• Kino
  • Mapa
  • Ogłoszenia
  • Forum
  • Komunikacja
  • Raport

Budował najważniejsze pomorskie drogi. Został odwołany z dnia na dzień

Michał Brancewicz
20 września 2016 (artykuł sprzed 7 lat) 
Robert Marszałek pracuje w branży drogowej od 26 lat, z czego ostatnie pięć był szefem gdańskiego oddziału Generalnej Dyrekcji Dróg Krajowych i Autostrad. Robert Marszałek pracuje w branży drogowej od 26 lat, z czego ostatnie pięć był szefem gdańskiego oddziału Generalnej Dyrekcji Dróg Krajowych i Autostrad.

Przez ostatnią dekadę był wicedyrektorem i dyrektorem gdańskiego oddziału GDDKiA, a w sumie pracuje w tej organizacji 26 lat. W tym czasie powstała Południowa Obwodnica Gdańska i węzeł Karczemki, ruszyła budowa odcinka drogi S7 z Gdańska do Elbląga, w przygotowaniu jest budowa obwodnicy metropolitalnej i Trasy Kaszubskiej. Mimo to, we wrześniu Robert Marszałek został odwołany z dnia na dzień.



Która droga ekspresowa powinna być realizowana w pierwszej kolejności?

Michał Brancewicz: Wie pan dlaczego pana odwołano?
Robert Marszałek - Na polecenie pana ministra infrastruktury, Andrzeja Adamczyka.

Były jakieś argumenty, lista przewinień?
- Nie. Zapytałem się, czy są jakieś uwagi do pracy mojego oddziału, usłyszałem że gdyby były, to bym został o tym poinformowany.

Minister Adamczyk jest szefem resortu już niemal rok. Coś się wydarzyło, że nagle podjął taką decyzję?
- Nic specjalnego się nie wydarzyło. Spotkaliśmy się 1 września w Tczewie, na obchodach wybuchu II wojny światowej. Była krótka wymiana zdań na mało istotne tematy. Pan minister powiedział nawet, że słyszał dużo dobrego na mój temat i to wszystko.

* Rekordy współrzędnych z adnotacjami *
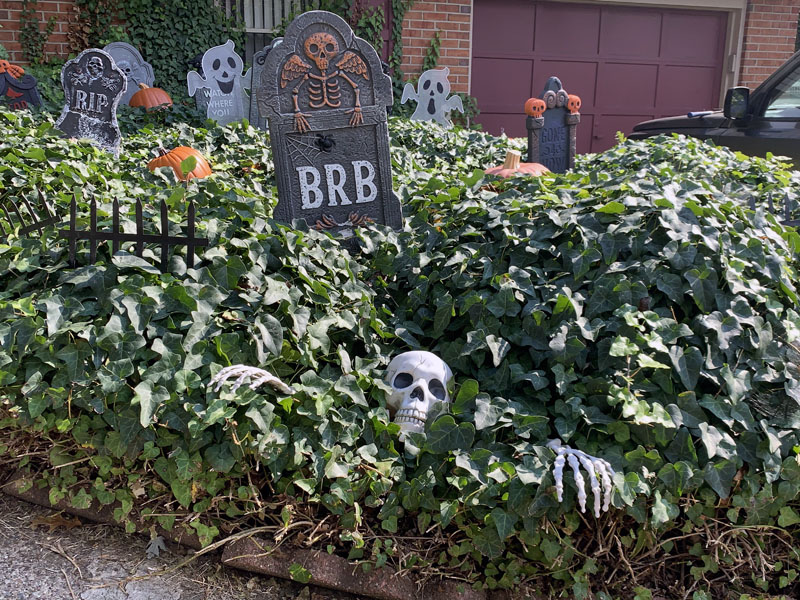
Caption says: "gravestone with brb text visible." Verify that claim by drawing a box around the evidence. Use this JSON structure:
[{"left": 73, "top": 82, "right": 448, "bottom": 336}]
[
  {"left": 56, "top": 48, "right": 127, "bottom": 155},
  {"left": 526, "top": 77, "right": 581, "bottom": 173},
  {"left": 253, "top": 11, "right": 402, "bottom": 237}
]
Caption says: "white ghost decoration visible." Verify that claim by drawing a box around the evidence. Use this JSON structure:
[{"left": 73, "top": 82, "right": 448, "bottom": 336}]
[
  {"left": 186, "top": 40, "right": 250, "bottom": 125},
  {"left": 400, "top": 67, "right": 464, "bottom": 127},
  {"left": 384, "top": 350, "right": 453, "bottom": 433},
  {"left": 103, "top": 42, "right": 155, "bottom": 104}
]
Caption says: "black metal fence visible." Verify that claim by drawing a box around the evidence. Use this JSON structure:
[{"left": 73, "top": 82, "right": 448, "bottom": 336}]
[
  {"left": 59, "top": 196, "right": 208, "bottom": 272},
  {"left": 0, "top": 191, "right": 58, "bottom": 236}
]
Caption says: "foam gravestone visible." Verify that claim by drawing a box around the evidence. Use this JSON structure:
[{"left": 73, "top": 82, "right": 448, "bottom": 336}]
[
  {"left": 56, "top": 48, "right": 127, "bottom": 155},
  {"left": 103, "top": 42, "right": 155, "bottom": 104},
  {"left": 525, "top": 77, "right": 581, "bottom": 173},
  {"left": 400, "top": 67, "right": 464, "bottom": 127},
  {"left": 0, "top": 60, "right": 42, "bottom": 110},
  {"left": 253, "top": 11, "right": 402, "bottom": 237},
  {"left": 186, "top": 40, "right": 250, "bottom": 125}
]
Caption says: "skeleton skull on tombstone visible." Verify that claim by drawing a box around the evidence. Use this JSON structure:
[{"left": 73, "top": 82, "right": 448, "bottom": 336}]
[
  {"left": 305, "top": 33, "right": 339, "bottom": 74},
  {"left": 384, "top": 350, "right": 453, "bottom": 433}
]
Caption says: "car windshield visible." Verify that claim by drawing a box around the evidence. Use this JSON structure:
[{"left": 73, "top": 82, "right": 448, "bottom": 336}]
[{"left": 764, "top": 67, "right": 800, "bottom": 119}]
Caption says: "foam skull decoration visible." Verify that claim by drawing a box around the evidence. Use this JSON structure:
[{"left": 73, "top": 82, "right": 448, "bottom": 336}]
[
  {"left": 305, "top": 33, "right": 339, "bottom": 73},
  {"left": 384, "top": 350, "right": 453, "bottom": 432}
]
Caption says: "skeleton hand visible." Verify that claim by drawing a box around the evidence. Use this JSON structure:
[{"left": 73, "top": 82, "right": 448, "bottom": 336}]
[
  {"left": 347, "top": 106, "right": 364, "bottom": 127},
  {"left": 547, "top": 440, "right": 614, "bottom": 518},
  {"left": 294, "top": 112, "right": 311, "bottom": 133},
  {"left": 209, "top": 365, "right": 294, "bottom": 395}
]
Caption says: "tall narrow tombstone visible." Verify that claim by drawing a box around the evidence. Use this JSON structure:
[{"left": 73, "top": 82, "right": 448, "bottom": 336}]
[
  {"left": 0, "top": 60, "right": 42, "bottom": 110},
  {"left": 526, "top": 77, "right": 581, "bottom": 173},
  {"left": 250, "top": 38, "right": 283, "bottom": 131},
  {"left": 56, "top": 48, "right": 127, "bottom": 155},
  {"left": 103, "top": 42, "right": 155, "bottom": 104},
  {"left": 186, "top": 40, "right": 251, "bottom": 125},
  {"left": 254, "top": 11, "right": 402, "bottom": 238}
]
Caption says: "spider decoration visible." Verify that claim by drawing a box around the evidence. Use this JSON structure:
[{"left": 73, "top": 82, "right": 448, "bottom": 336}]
[
  {"left": 314, "top": 213, "right": 375, "bottom": 231},
  {"left": 0, "top": 60, "right": 25, "bottom": 79},
  {"left": 281, "top": 33, "right": 369, "bottom": 133},
  {"left": 314, "top": 133, "right": 336, "bottom": 152}
]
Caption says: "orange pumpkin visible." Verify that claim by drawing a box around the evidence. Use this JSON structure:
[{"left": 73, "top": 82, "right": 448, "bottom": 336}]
[
  {"left": 128, "top": 83, "right": 172, "bottom": 111},
  {"left": 525, "top": 98, "right": 547, "bottom": 119},
  {"left": 147, "top": 146, "right": 211, "bottom": 181},
  {"left": 567, "top": 94, "right": 581, "bottom": 115},
  {"left": 0, "top": 60, "right": 25, "bottom": 79},
  {"left": 486, "top": 150, "right": 550, "bottom": 179}
]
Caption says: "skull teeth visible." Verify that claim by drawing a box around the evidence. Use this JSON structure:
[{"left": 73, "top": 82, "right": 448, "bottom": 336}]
[{"left": 394, "top": 409, "right": 428, "bottom": 425}]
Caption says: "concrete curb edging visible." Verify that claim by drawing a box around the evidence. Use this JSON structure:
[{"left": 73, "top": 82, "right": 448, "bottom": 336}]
[{"left": 0, "top": 471, "right": 512, "bottom": 600}]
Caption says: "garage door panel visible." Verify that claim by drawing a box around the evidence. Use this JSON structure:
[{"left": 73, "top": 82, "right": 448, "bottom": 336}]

* Zadania *
1. Przepisz cały tekst o odwołaniu Roberta Marszałka bez żadnych zmian.
2. Wskaż w rekordach każdy wiersz zawierający ciąg "skull" i przepisz go. Wielkość liter ma znaczenie.

* Lista rozwiązań *
1.
• Kino
  • Mapa
  • Ogłoszenia
  • Forum
  • Komunikacja
  • Raport

Budował najważniejsze pomorskie drogi. Został odwołany z dnia na dzień

Michał Brancewicz
20 września 2016 (artykuł sprzed 7 lat) 
Robert Marszałek pracuje w branży drogowej od 26 lat, z czego ostatnie pięć był szefem gdańskiego oddziału Generalnej Dyrekcji Dróg Krajowych i Autostrad. Robert Marszałek pracuje w branży drogowej od 26 lat, z czego ostatnie pięć był szefem gdańskiego oddziału Generalnej Dyrekcji Dróg Krajowych i Autostrad.

Przez ostatnią dekadę był wicedyrektorem i dyrektorem gdańskiego oddziału GDDKiA, a w sumie pracuje w tej organizacji 26 lat. W tym czasie powstała Południowa Obwodnica Gdańska i węzeł Karczemki, ruszyła budowa odcinka drogi S7 z Gdańska do Elbląga, w przygotowaniu jest budowa obwodnicy metropolitalnej i Trasy Kaszubskiej. Mimo to, we wrześniu Robert Marszałek został odwołany z dnia na dzień.



Która droga ekspresowa powinna być realizowana w pierwszej kolejności?

Michał Brancewicz: Wie pan dlaczego pana odwołano?
Robert Marszałek - Na polecenie pana ministra infrastruktury, Andrzeja Adamczyka.

Były jakieś argumenty, lista przewinień?
- Nie. Zapytałem się, czy są jakieś uwagi do pracy mojego oddziału, usłyszałem że gdyby były, to bym został o tym poinformowany.

Minister Adamczyk jest szefem resortu już niemal rok. Coś się wydarzyło, że nagle podjął taką decyzję?
- Nic specjalnego się nie wydarzyło. Spotkaliśmy się 1 września w Tczewie, na obchodach wybuchu II wojny światowej. Była krótka wymiana zdań na mało istotne tematy. Pan minister powiedział nawet, że słyszał dużo dobrego na mój temat i to wszystko.

2.
Caption says: "skeleton skull on tombstone visible." Verify that claim by drawing a box around the evidence. Use this JSON structure:
Caption says: "foam skull decoration visible." Verify that claim by drawing a box around the evidence. Use this JSON structure:
Caption says: "skull teeth visible." Verify that claim by drawing a box around the evidence. Use this JSON structure:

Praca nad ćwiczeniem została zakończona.